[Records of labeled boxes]
▬▬▬

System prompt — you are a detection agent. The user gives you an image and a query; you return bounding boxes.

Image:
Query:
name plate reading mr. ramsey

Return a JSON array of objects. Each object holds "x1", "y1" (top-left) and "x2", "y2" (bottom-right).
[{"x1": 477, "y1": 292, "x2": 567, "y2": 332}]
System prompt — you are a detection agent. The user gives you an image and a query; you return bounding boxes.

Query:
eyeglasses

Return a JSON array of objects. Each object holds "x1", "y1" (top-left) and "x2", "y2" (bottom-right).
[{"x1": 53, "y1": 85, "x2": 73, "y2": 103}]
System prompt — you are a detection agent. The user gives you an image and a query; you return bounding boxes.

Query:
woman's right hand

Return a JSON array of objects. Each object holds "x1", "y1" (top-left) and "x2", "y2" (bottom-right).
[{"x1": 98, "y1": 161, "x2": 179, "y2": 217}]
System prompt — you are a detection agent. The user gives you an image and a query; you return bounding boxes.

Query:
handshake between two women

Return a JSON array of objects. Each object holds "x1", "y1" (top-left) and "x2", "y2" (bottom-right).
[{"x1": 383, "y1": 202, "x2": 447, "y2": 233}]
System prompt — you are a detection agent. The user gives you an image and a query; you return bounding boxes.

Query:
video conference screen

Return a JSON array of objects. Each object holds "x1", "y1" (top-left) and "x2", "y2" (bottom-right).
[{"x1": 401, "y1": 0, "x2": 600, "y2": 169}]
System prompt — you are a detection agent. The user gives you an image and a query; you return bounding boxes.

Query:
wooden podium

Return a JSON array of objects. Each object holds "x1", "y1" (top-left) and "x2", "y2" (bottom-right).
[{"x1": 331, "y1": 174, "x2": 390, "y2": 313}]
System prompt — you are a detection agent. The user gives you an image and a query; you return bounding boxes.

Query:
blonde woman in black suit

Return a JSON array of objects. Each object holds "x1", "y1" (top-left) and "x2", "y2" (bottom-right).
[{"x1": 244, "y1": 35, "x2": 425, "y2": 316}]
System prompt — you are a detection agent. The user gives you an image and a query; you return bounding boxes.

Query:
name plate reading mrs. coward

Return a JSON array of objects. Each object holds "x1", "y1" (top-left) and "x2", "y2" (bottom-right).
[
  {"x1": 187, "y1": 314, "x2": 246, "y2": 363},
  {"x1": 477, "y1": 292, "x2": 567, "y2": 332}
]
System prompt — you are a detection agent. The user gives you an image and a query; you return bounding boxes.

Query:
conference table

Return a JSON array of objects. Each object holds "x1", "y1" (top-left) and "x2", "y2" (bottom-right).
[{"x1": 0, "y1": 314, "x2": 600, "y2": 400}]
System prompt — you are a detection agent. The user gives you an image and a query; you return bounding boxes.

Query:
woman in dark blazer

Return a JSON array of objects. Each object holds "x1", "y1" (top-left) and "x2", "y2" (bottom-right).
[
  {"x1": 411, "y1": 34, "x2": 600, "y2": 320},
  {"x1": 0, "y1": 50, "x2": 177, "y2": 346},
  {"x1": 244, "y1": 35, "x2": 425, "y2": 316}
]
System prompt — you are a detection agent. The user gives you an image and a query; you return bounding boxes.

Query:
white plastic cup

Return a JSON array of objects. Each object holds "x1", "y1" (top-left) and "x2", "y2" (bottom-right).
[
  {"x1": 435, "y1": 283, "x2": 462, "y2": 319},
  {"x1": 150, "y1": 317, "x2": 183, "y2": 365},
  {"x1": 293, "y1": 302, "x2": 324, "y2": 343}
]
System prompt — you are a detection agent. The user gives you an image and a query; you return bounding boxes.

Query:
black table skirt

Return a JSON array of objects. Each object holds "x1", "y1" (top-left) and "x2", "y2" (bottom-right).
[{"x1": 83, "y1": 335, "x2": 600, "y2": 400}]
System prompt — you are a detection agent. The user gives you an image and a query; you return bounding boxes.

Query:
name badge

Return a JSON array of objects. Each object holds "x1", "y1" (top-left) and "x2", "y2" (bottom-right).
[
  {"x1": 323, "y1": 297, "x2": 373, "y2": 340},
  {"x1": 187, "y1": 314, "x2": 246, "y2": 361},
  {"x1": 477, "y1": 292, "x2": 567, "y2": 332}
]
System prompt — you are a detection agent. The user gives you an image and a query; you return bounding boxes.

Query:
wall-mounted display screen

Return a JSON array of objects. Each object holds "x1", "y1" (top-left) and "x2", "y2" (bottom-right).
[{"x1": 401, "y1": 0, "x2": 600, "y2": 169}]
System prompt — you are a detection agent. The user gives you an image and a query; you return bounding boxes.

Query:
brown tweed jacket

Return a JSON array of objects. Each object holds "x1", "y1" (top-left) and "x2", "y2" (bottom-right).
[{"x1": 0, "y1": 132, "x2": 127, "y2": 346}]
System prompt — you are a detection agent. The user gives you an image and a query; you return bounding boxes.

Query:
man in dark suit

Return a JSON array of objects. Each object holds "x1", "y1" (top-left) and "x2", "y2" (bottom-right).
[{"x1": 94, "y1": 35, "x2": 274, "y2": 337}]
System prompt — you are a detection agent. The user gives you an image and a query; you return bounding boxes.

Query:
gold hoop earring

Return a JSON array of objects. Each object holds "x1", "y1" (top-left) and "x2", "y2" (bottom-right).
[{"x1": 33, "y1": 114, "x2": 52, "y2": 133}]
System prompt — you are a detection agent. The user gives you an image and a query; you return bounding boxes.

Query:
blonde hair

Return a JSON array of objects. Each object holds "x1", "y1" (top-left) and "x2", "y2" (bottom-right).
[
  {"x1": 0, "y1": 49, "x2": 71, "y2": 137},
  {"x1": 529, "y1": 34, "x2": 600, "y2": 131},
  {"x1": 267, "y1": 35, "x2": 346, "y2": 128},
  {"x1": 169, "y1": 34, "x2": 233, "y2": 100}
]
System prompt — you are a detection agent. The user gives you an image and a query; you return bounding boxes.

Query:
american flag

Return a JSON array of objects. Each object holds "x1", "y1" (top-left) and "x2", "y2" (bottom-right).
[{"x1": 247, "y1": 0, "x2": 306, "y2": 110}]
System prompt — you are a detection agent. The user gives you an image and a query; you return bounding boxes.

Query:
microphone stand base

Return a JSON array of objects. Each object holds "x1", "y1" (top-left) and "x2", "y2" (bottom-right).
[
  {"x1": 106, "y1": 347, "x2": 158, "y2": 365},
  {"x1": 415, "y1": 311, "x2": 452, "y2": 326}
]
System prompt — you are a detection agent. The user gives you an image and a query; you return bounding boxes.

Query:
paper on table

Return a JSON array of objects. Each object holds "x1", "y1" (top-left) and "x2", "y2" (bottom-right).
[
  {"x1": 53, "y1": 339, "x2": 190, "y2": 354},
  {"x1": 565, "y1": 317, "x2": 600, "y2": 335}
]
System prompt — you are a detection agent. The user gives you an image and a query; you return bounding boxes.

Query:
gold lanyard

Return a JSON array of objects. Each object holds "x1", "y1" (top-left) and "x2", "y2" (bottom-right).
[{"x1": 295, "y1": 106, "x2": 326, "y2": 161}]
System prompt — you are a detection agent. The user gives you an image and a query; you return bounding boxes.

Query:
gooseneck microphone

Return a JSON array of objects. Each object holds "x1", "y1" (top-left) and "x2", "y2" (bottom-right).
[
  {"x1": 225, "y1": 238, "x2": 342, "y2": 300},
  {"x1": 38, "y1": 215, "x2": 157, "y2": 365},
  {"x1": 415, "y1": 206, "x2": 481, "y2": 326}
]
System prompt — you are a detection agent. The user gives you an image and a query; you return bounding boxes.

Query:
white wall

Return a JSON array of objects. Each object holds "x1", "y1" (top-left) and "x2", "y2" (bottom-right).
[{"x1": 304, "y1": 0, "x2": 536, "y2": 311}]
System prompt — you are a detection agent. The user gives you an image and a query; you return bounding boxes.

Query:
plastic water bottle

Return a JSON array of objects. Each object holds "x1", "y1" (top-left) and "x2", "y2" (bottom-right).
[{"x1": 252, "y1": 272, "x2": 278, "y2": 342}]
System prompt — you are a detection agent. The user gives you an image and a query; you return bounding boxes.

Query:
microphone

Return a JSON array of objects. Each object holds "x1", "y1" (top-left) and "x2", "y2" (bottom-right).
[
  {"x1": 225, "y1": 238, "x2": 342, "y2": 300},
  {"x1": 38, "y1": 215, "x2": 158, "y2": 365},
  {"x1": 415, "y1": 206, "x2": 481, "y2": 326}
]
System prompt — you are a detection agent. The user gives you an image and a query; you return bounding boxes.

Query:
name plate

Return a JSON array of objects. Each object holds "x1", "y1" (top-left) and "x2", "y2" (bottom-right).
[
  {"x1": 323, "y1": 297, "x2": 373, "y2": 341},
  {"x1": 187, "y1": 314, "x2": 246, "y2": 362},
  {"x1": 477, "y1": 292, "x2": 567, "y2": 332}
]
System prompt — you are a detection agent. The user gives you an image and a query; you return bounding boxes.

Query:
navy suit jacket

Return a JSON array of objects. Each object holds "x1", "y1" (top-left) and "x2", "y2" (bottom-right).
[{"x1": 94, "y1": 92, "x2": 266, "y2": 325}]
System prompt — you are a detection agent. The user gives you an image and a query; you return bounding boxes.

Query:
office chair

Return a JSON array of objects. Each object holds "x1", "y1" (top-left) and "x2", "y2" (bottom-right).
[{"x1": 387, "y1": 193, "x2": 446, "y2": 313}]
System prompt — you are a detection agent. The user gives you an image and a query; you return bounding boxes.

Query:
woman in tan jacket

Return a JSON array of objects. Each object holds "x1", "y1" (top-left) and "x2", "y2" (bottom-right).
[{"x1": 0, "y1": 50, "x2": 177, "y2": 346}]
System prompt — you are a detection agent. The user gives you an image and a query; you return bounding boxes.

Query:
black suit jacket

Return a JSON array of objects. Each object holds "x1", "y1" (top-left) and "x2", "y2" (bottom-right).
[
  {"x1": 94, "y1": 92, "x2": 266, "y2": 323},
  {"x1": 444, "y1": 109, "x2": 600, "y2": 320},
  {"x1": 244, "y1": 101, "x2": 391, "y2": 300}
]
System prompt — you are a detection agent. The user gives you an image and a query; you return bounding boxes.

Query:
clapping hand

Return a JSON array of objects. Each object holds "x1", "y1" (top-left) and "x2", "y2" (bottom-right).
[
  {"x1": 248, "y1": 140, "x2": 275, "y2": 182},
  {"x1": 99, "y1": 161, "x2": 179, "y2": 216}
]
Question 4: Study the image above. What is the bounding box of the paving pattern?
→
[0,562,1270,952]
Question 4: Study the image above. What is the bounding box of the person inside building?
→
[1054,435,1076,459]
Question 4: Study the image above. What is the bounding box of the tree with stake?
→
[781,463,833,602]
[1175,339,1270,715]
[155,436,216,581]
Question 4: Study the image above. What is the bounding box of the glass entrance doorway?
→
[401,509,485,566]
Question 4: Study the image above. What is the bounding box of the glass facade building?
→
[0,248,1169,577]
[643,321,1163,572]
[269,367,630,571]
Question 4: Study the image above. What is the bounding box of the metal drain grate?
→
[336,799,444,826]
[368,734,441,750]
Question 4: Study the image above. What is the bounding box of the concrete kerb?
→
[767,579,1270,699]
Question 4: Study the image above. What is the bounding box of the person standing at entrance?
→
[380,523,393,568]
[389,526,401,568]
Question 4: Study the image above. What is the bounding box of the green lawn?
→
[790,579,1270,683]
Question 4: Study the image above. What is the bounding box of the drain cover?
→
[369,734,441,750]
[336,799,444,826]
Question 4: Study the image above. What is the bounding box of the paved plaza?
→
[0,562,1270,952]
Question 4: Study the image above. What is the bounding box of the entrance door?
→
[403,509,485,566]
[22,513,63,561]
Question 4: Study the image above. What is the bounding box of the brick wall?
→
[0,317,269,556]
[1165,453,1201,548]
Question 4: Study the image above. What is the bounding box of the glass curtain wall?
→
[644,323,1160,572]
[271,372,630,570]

▬▬▬

**Written exercise**
Copy the lines of data above without any change, starting at the line with "the drain cover?" and ending with the final line of the data, both included.

**Solution for this problem**
Question 4: Study the image above. What is the bounding box of the drain cover?
→
[369,734,441,750]
[336,799,444,826]
Question 4: Study the image above. What is the bounding box of the paved plaza?
→
[0,562,1270,952]
Question 4: Study the image above. What is the bounding box of the entrance door?
→
[403,509,485,566]
[22,513,63,561]
Question 4: Study the image above. What is the bounding box of the brick wall?
→
[0,317,269,556]
[1165,453,1201,548]
Question 4: Study the image above. What is the bounding box of the glass curtain wall?
→
[644,323,1160,572]
[271,372,630,570]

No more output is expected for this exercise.